### CONSIGNE
D'après le texte sur la monnaie locale, à quoi sert la caisse de compensation ?

### TEXTE FOURNI
————
L’ambition
Verser l’indemnité citoyenne et le revenu compensatoire de la PPRS en monnaie locale permet de ne pas grever le budget de l’État, puisque l’on peut créer cette monnaie ex nihilo (c’est-à-dire « gratuitement », sans contrepartie). Il faut toutefois provisionner en euros une partie du montant versé pour la caisse de compensation qui permet aux professionnels accumulant trop de monnaie locale de l’échanger contre des euros.

Le fonctionnement
Plus précisément, l’indemnité citoyenne de 580 € et la PPRS de 750 € représentent une grande part de la monnaie en circulation et le risque est que les professionnels (commerçants par exemple) soient payés principalement en monnaie locale au détriment de l’euro (ce qui signifierait qu’ils seraient lésés puisqu’ils ne pourraient dépenser leurs bénéfices que localement et ne pourraient pas épargner).
En effet, les 414 milliards d’euros annuels d’indemnité citoyenne répartis parmi 46 millions d’UC1 représentent en moyenne 750 €/UC mensuels, à ajouter à la PPRS de 750 € également pour un total moyen de 1 500 €/UC versé en monnaie locale.
De l’autre côté, les 25 millions d’équivalent2 temps-plein à un salaire moyen3 de 2590 €/mois versé en euros, qui rapportent 777 milliards d’euros actuellement, seront amputés de 10/35 de leur valeur par la réduction du temps de travail.
En prenant en compte la hausse du nombre d’emplois de 1,6 million comme vu à l’article « Indemnité citoyenne », cela représente une baisse de l’ordre de 186 milliards d’euros, soit 337 €/UC/mois. Avec en 2021 un revenu moyen mensuel de 2 200 €/UC4, la part du revenu mensuel par UC versée en euros est donc d’environ 1 863 €, et celle en monnaie locale de 1 500 comme nous l’avons vu, soit 44,6 % du total d’environ 3 360 €/UC/mois.
La question se pose de savoir si les régions sont capables de produire suffisamment de biens (et services) localement pour assumer cette part de monnaie locale, ou s’il faut plutôt aller progressivement jusqu’à un tel montant.
Quid de la caisse de compensation
Il reste maintenant à estimer les sommes en jeu pour la caisse de compensation.
Le principe est le suivant : si une entreprise est payée à plus de (disons) 40 % en monnaie locale, il faut pouvoir lui échanger par des euros les unités de monnaie locale qui dépassent ce seuil.
————
### DONNÉES EXTRAITES
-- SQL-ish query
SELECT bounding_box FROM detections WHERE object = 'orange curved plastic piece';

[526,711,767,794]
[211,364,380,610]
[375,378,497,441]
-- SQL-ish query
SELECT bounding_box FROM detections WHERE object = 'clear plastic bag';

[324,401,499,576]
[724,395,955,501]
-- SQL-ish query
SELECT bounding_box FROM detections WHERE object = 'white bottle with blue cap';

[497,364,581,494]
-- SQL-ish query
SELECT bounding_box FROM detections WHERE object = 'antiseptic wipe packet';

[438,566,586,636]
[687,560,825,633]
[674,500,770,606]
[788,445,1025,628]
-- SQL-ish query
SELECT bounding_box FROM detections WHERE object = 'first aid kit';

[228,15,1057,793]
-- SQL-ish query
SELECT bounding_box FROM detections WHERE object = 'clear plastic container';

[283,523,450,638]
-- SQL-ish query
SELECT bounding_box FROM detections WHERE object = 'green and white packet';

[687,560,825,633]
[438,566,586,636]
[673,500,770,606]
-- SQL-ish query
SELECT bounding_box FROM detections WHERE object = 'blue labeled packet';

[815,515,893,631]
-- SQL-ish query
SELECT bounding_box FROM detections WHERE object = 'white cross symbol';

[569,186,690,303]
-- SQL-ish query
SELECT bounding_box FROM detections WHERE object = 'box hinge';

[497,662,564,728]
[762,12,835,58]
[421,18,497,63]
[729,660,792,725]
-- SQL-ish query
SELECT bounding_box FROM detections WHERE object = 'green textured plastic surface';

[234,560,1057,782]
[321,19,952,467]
————
### RÉSULTAT
Elle permet aux professionnels qui accumulent trop de monnaie locale de l'échanger contre des euros.